--- What you have to do ---
Set every record down verbatim and omit the pictures.

# START OF Material to process

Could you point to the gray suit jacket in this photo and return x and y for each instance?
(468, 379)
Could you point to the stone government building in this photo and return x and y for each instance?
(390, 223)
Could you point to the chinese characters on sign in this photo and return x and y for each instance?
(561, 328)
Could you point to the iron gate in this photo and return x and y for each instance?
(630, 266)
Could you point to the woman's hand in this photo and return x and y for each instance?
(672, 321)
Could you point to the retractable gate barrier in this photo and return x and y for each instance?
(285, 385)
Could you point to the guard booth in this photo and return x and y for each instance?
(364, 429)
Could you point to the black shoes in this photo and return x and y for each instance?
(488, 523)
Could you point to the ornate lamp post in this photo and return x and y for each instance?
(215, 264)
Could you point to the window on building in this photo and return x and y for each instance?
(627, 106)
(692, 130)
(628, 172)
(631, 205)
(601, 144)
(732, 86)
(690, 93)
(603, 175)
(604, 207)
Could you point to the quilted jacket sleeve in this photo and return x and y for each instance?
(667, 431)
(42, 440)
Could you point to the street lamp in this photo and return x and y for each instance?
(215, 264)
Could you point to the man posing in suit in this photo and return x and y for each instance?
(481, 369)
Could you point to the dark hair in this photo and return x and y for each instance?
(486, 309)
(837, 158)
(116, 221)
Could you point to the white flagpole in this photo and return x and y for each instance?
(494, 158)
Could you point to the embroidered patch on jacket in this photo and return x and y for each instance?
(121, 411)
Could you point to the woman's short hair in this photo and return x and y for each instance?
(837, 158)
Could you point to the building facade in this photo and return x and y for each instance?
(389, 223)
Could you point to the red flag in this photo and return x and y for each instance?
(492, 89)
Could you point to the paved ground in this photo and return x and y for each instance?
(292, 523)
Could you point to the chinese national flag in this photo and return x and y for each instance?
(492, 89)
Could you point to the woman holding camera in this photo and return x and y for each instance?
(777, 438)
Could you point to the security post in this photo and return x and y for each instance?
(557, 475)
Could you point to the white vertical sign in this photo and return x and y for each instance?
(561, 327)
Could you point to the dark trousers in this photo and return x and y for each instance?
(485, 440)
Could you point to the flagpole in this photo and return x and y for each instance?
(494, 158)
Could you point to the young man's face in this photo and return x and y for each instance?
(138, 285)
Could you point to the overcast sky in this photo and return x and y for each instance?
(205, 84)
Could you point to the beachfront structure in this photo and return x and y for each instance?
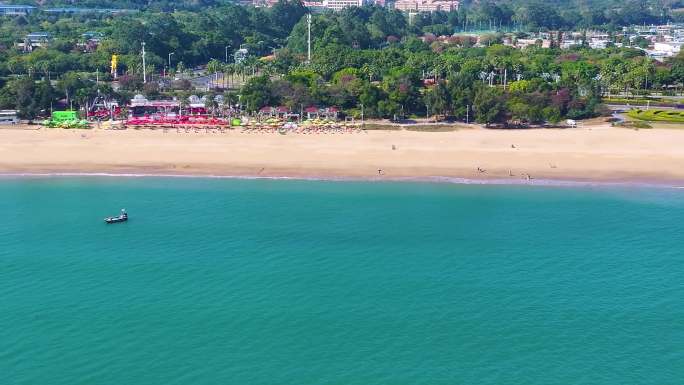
(426, 5)
(8, 117)
(16, 10)
(337, 5)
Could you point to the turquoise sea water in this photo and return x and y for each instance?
(219, 281)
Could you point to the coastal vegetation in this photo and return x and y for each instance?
(656, 115)
(369, 61)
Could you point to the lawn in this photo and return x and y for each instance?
(674, 116)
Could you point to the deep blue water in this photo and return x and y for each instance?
(220, 281)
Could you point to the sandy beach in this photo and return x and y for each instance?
(597, 152)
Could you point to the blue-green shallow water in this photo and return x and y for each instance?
(303, 282)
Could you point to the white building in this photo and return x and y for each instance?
(341, 4)
(8, 117)
(670, 48)
(426, 5)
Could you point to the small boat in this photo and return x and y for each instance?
(123, 217)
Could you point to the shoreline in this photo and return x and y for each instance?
(638, 183)
(598, 154)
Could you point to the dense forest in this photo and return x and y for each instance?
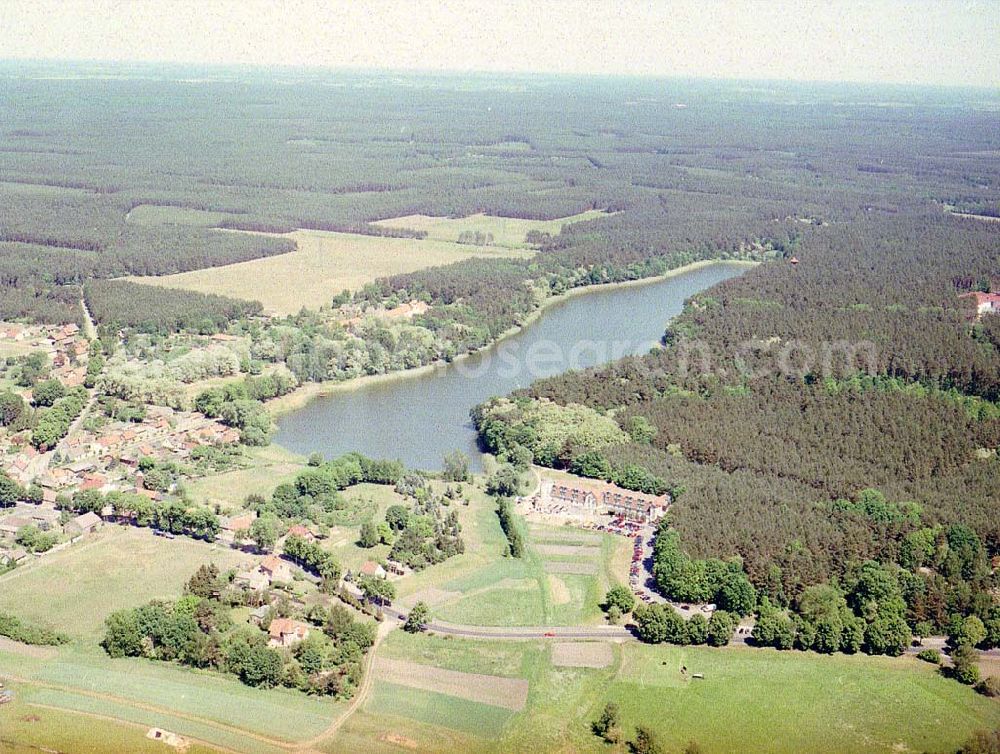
(732, 173)
(781, 395)
(847, 361)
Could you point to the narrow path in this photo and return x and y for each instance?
(89, 328)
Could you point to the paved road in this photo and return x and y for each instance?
(607, 633)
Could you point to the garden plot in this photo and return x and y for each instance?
(582, 654)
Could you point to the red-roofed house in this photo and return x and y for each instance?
(371, 568)
(300, 531)
(93, 482)
(276, 569)
(986, 303)
(285, 632)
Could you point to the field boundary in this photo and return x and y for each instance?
(493, 690)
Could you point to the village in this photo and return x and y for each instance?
(103, 459)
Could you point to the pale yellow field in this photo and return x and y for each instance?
(507, 231)
(323, 265)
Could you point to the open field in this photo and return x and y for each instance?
(118, 568)
(480, 587)
(270, 466)
(508, 232)
(160, 214)
(202, 704)
(26, 728)
(749, 700)
(582, 654)
(323, 265)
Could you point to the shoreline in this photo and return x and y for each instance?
(309, 391)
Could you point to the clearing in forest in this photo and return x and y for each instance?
(507, 232)
(509, 693)
(323, 265)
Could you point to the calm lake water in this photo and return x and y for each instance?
(419, 418)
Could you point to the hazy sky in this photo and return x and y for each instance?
(922, 41)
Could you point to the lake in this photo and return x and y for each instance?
(418, 418)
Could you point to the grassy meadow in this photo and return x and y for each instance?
(481, 587)
(508, 232)
(75, 589)
(749, 700)
(324, 264)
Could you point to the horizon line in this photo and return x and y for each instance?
(291, 67)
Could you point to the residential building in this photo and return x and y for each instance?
(276, 569)
(285, 632)
(83, 524)
(371, 568)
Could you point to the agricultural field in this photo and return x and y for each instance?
(115, 569)
(29, 727)
(268, 467)
(507, 232)
(199, 704)
(560, 581)
(323, 264)
(884, 704)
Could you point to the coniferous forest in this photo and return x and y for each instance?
(836, 405)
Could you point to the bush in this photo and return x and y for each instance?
(929, 655)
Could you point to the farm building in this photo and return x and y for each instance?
(285, 632)
(371, 568)
(276, 569)
(83, 524)
(986, 303)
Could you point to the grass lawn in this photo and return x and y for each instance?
(765, 700)
(202, 704)
(323, 265)
(508, 232)
(750, 700)
(269, 466)
(490, 590)
(441, 710)
(75, 589)
(28, 729)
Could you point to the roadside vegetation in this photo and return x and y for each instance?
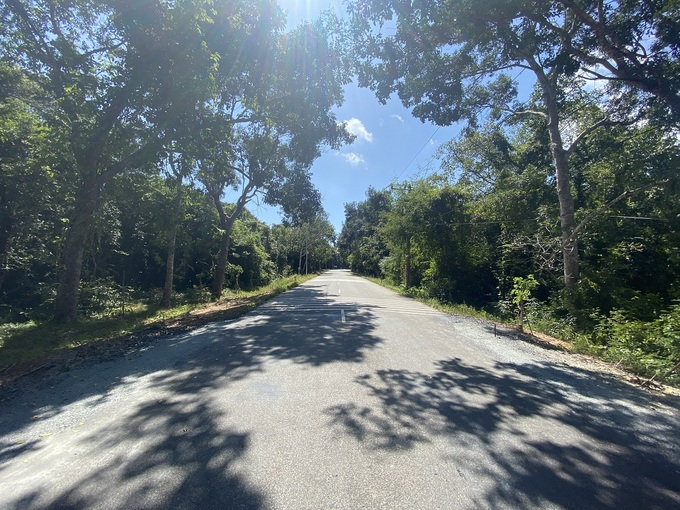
(559, 209)
(124, 191)
(35, 341)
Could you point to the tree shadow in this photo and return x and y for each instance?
(548, 434)
(172, 446)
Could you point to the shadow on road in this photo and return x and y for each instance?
(171, 447)
(587, 445)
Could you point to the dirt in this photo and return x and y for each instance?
(232, 309)
(109, 349)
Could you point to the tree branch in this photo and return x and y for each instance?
(608, 205)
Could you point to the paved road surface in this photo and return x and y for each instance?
(338, 394)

# END OF Material to process

--- Result of this exercise ---
Could you point to the gray suit jacket in this photo and return x and y for each instance?
(468, 379)
Could you point to the stone government building in this photo and return x and y for each instance?
(390, 223)
Could you point to the chinese characters on sign in this photo and return x and y for each instance?
(561, 328)
Could you point to the iron gate in this photo and return x and y for each instance?
(630, 266)
Could you point to the woman's hand in this photo and return x and y for each instance?
(672, 321)
Could you point to the retractable gate barrier in this photo and return x and y for each instance?
(285, 385)
Could you point to the guard booth in this photo and return x and y for each instance?
(364, 429)
Could you point to the black shoes in this photo and return x and y for each instance?
(488, 523)
Could you point to the ornate lamp post in this photo and return x and y for each instance?
(215, 264)
Could you point to the window on building in this photo and return x and y for each instance?
(627, 106)
(692, 130)
(628, 172)
(631, 205)
(601, 144)
(732, 86)
(690, 93)
(603, 175)
(604, 207)
Could you point to the quilted jacket sleeve in this photo and return x and y for each instance?
(667, 431)
(42, 440)
Could you point to the street lamp in this photo and return x and y for each instance?
(215, 264)
Could you point to the man posing in suit in this photo and return x and y for each instance?
(481, 369)
Could you point to the dark hair in this photo and return x and y for each instance?
(486, 309)
(837, 158)
(116, 221)
Could you point to the white flagpole in this photo and return x and y for each instance?
(494, 158)
Could you point to the embroidered patch on jacket in this photo and return x and y for each instance?
(121, 411)
Could you point to the woman's short hair in this photo and return x and y for each instance?
(837, 158)
Could you point to the building facade in this photo and return x and y for each instance?
(389, 223)
Could you point to the red flag in this photo and return x and y for each instance?
(492, 89)
Could you point to the paved ground in this photo and return x and y for each instance?
(292, 523)
Could you point to the chinese national flag in this photo and return x and y for each instance?
(492, 89)
Could you point to the woman holding camera in this photo and return x and y for each instance?
(777, 438)
Could you point to the security post in this photo and return x and y for each instance?
(557, 475)
Could you point to the white vertical sign in this photo and return x and y for each instance?
(561, 327)
Could you point to the dark trousers in this photo and return x and y for each instance?
(485, 440)
Could you point to the flagpole in this photo and return x and y for each instance?
(494, 158)
Could you point to the young man's face in this photo and return x and y for each instance?
(138, 285)
Could you point to the overcast sky in this photo and return x and y for each instance?
(205, 84)
Could you point to the beachfront structure in this photo and return x and y for each instance?
(426, 5)
(8, 117)
(16, 10)
(337, 5)
Could you point to the turquoise sea water in this photo and return x and y for each instance?
(219, 281)
Could you point to the coastal vegetation in this photo and return x and y for each instance?
(656, 115)
(369, 61)
Could you point to the lawn in this photo and return x and y for each instance?
(674, 116)
Could you point to the deep blue water in this photo and return x and y for each instance?
(220, 281)
Could you point to the sandy beach in this photo and return x and y for each instance?
(597, 152)
Could you point to the blue-green shallow water in this photo and return x and y for each instance?
(303, 282)
Could you point to the white building in this photo and return x and y for each instance?
(341, 4)
(8, 117)
(670, 48)
(426, 5)
Could you point to the small boat in this photo and return x and y for each instance?
(123, 217)
Could you point to the shoreline in this photo and return x and y for each instance?
(638, 183)
(598, 154)
Could you point to the dense forest in this photo and return x and y for each instance?
(732, 173)
(781, 395)
(847, 361)
Could you point to the narrow path in this photo and return x and y for each instance?
(89, 328)
Could you point to the paved road in this photo and return x and y for each instance?
(607, 633)
Could you point to the garden plot in this photo and return x and y for each instance?
(582, 654)
Could you point to the red-roofed house in this photo and return x and y for each instance?
(371, 568)
(300, 531)
(93, 482)
(276, 569)
(986, 303)
(285, 632)
Could you point to the field boundary in this photo and return x and y for each instance?
(493, 690)
Could you point to the village in this photo and return x and y for each instance?
(103, 459)
Could you point to the pale yellow field in this photo and return x and y for each instance?
(507, 231)
(323, 265)
Could you point to the open field in this photo and return x and y for each instance?
(118, 568)
(480, 587)
(270, 466)
(508, 232)
(160, 214)
(202, 704)
(26, 728)
(749, 700)
(582, 654)
(323, 265)
Could you point to the shoreline in this photo and return x and y for each instance?
(309, 391)
Could you point to the clearing in forest in this photo and return x and y for each instance?
(507, 232)
(509, 693)
(323, 265)
Could you point to the calm lake water in this photo and return x and y for each instance?
(419, 418)
Could you point to the hazy sky in this photo and return x and y for each instance?
(922, 41)
Could you point to the lake in this photo and return x and y for each instance?
(418, 418)
Could you point to the grassy meadow in this photo and return x and y for each instance?
(481, 587)
(508, 232)
(75, 589)
(749, 700)
(324, 264)
Could you point to the horizon line in this photo and return x and y for each instance?
(291, 67)
Could you point to the residential building in this photo and return x and y for each instance?
(276, 569)
(285, 632)
(83, 524)
(371, 568)
Could you point to the agricultural field in this photo and return x and y for each instance?
(115, 569)
(29, 727)
(268, 467)
(507, 232)
(199, 704)
(560, 581)
(323, 264)
(884, 704)
Could you point to the coniferous forest in this photo and return x and y for each instance?
(836, 405)
Could you point to the bush in this photo and return x and y for each instance?
(929, 655)
Could you point to the farm building in this photo and return x and y for each instance?
(285, 632)
(371, 568)
(276, 569)
(83, 524)
(986, 303)
Could you point to the grass lawn in this photo and return x and y for each instance?
(765, 700)
(202, 704)
(323, 265)
(508, 232)
(750, 700)
(269, 466)
(490, 590)
(441, 710)
(75, 589)
(28, 729)
Could you point to the roadside vegetation in this photo and return x and y for each instance?
(559, 209)
(124, 191)
(35, 341)
Could you point to the tree shadow in this photo and return x and y for each instance?
(548, 434)
(172, 446)
Could you point to the shadow on road in this photo and return x and y for each instance?
(171, 447)
(587, 445)
Could you point to the dirt in this photo and return x and y for each instance?
(232, 309)
(109, 349)
Could you point to the tree branch in this photo and return x and y for each instance?
(608, 205)
Could you point to the paved road surface in this photo and return x and y for each instance?
(338, 394)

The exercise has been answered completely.